═══ DOCUMENT EXCERPT
Reaction to Michael Lewis's book and "60 Minutes" interview

+1 StarDust9182

2 or even one exchange can handle the ALL STOCK volume just fine(only if they choose to do so and willing to invest into infrastructure). what puzzle me once again is that exchanges doesn't really care about volume or IPO. cause there is not much of IPO anymore(not so business friendly environment in US lately(last 10 ! years)) and cause they are now in business of selling all sort of data and order flow.
they aren't really exchanges anymore to make this short and straight.US stock(and SEC) market lost it's course long time ago,funded and lobbied by WS. plain and simple.
 
Volume drops because arbitrage is self-limiting in a free market system. Volatility drops because that is what they basically trade - each other. So the HFT arms race destroys the integrity of the market since they will not stop a severe market fall, they will turn off their systems. It is fake liquidity - liquidity when the market doesn't need it and none when it does need it. (A HFT is a fellow who lends you his liquidity umbrella when the sun is shining, but wants it back the minute it begins to rain. - market twain) In the previous days, the market makers/specialists actually supplied a service. Not anymore IMO.

short memeory -crash of 1987 MM did not pick up phones and there are more examples - it was no different trust me (except spreads and commissions)
 
short memeory -crash of 1987 MM did not pick up phones and there are more examples - it was no different trust me (except spreads and commissions)

I have a great memory of 1987.
══════
▸ GIVEN PROBLEM 1
Summarize the forum comments on Michael Lewis's book in two sentences.
▸ GIVEN PROBLEM 2
Rewrite the records from their first line through the line that has "[0,79,194,127]", swapping "detection query" for "search phrase" and leaving everything else as it is.
═══ GIVEN RECORDS
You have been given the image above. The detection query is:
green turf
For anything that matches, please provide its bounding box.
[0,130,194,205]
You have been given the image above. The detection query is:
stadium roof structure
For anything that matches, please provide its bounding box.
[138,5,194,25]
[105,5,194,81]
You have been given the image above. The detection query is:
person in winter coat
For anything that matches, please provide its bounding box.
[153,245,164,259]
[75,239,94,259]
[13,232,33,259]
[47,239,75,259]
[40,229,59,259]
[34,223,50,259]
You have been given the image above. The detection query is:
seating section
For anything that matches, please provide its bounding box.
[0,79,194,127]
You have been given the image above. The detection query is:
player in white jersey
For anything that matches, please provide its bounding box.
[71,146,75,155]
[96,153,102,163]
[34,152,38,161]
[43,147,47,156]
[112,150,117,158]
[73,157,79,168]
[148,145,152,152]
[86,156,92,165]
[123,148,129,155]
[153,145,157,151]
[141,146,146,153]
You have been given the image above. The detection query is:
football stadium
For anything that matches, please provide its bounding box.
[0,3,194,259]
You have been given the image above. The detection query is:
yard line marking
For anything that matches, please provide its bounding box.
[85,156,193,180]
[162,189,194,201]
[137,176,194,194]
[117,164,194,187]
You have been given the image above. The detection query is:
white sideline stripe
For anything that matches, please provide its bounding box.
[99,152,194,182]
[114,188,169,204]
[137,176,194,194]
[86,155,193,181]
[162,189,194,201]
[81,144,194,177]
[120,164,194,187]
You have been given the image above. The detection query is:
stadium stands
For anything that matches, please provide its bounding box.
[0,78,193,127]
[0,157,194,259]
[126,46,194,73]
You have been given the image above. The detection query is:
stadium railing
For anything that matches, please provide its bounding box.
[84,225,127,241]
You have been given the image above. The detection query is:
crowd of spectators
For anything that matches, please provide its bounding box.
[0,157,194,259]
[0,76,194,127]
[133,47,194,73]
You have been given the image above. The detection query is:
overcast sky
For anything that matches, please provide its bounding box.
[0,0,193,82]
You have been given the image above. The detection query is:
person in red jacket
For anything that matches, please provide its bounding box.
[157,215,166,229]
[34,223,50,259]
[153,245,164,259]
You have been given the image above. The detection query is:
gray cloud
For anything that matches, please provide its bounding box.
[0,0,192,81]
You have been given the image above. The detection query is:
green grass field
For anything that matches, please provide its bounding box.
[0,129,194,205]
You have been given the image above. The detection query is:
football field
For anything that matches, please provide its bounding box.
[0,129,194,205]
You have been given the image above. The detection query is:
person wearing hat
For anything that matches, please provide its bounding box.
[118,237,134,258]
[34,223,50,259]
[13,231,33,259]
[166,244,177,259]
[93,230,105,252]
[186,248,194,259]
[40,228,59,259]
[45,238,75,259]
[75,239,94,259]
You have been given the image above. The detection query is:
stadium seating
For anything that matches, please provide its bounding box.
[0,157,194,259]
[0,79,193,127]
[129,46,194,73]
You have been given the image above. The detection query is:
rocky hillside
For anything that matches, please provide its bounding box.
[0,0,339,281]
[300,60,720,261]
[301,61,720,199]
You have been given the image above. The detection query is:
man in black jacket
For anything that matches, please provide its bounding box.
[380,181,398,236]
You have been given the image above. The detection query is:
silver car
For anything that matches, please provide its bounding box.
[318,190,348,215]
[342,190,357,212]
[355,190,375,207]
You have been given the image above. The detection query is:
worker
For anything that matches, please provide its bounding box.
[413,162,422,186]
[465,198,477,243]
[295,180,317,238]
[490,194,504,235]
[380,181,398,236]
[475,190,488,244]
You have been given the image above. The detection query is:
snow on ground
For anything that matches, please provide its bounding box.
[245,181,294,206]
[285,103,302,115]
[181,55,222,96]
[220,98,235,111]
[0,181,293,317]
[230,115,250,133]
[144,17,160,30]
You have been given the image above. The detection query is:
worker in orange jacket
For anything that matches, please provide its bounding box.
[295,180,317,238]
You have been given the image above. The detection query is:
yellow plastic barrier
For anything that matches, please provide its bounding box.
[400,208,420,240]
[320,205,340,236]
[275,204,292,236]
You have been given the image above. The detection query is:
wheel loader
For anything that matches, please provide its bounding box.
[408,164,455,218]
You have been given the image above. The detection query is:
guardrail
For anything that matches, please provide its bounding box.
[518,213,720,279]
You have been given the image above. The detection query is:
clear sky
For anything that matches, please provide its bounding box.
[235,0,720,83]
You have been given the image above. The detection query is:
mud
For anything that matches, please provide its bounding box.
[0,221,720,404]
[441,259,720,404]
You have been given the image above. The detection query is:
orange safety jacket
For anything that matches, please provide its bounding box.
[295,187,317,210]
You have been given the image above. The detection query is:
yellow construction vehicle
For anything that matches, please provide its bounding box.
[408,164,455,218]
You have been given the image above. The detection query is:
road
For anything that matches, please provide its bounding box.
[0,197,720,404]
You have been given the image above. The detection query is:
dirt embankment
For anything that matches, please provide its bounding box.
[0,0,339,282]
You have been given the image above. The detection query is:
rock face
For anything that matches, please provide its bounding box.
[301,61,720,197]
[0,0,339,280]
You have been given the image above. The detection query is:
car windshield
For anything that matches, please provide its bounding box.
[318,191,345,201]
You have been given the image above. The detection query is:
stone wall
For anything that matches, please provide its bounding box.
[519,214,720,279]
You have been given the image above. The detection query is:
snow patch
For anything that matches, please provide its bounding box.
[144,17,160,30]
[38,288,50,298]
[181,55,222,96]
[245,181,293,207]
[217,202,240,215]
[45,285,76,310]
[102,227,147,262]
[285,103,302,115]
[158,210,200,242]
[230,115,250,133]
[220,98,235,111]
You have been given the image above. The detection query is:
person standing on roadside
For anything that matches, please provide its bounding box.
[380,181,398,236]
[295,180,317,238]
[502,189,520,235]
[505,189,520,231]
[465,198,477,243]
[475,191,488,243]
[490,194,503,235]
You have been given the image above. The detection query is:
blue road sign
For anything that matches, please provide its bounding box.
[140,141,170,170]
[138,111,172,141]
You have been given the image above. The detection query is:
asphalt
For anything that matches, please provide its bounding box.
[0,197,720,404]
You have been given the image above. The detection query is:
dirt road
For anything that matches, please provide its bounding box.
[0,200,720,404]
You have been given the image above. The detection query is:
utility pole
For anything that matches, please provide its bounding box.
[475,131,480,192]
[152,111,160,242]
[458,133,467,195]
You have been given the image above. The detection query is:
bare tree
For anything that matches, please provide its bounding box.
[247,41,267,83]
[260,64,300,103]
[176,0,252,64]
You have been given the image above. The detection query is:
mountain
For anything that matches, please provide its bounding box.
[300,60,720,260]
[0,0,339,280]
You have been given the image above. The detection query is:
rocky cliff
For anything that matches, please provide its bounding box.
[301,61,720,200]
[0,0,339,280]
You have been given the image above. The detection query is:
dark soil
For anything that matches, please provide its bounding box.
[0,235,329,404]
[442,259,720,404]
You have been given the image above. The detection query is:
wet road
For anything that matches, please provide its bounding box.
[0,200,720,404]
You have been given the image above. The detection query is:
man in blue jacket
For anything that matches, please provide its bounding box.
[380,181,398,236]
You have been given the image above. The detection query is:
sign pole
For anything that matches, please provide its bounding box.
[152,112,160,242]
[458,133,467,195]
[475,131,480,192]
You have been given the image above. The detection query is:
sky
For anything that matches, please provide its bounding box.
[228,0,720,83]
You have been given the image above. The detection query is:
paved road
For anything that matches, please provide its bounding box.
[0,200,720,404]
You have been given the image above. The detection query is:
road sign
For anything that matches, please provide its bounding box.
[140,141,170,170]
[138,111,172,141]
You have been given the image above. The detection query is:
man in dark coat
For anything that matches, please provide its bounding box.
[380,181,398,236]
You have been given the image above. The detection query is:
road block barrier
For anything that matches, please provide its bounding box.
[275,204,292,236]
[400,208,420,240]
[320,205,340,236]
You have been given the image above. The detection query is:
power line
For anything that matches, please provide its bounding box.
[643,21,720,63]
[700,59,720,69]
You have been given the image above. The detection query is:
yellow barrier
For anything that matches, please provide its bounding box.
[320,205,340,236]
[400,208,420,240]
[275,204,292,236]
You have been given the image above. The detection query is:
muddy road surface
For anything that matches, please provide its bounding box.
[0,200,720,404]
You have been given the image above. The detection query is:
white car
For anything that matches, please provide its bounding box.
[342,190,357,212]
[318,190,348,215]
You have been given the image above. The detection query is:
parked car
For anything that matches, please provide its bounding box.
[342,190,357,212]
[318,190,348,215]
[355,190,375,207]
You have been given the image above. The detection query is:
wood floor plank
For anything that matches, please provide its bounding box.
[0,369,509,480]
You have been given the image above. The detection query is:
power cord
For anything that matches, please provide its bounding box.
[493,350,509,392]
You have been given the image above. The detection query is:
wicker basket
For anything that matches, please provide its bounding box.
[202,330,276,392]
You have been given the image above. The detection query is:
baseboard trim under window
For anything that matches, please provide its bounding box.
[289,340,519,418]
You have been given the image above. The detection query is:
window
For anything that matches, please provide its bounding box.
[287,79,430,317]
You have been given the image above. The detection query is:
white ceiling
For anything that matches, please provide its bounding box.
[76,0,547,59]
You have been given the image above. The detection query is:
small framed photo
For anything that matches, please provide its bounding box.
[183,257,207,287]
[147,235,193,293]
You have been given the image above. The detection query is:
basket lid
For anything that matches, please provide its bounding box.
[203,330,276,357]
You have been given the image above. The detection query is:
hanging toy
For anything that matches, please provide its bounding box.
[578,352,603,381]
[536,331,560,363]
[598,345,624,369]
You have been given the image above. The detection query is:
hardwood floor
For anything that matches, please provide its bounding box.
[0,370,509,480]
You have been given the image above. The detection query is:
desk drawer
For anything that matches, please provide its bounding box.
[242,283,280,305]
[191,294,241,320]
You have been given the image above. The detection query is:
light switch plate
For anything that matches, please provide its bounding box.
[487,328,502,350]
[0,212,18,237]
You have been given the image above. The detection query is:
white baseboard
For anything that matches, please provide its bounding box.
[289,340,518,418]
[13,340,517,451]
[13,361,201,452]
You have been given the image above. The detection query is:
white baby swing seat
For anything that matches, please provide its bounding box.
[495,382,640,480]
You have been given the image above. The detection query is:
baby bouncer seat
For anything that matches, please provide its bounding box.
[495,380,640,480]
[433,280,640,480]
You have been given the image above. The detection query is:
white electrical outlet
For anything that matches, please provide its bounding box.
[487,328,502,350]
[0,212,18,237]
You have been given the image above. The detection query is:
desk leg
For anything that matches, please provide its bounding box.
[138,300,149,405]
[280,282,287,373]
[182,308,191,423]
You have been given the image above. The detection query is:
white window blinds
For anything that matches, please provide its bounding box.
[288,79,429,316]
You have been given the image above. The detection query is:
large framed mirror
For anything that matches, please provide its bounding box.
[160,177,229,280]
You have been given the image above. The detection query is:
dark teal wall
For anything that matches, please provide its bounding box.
══════
▸ FULL OUTPUT 1
One commenter argues that one or two exchanges could handle all stock volume, and that exchanges no longer care about volume or IPOs because they now sell data and order flow. Another calls high-frequency trading fake liquidity that disappears when the market needs it, and a reply counters that market makers did not pick up their phones during the 1987 crash either.

▸ FULL OUTPUT 2
You have been given the image above. The search phrase is:
green turf
For anything that matches, please provide its bounding box.
[0,130,194,205]
You have been given the image above. The search phrase is:
stadium roof structure
For anything that matches, please provide its bounding box.
[138,5,194,25]
[105,5,194,81]
You have been given the image above. The search phrase is:
person in winter coat
For anything that matches, please provide its bounding box.
[153,245,164,259]
[75,239,94,259]
[13,232,33,259]
[47,239,75,259]
[40,229,59,259]
[34,223,50,259]
You have been given the image above. The search phrase is:
seating section
For anything that matches, please provide its bounding box.
[0,79,194,127]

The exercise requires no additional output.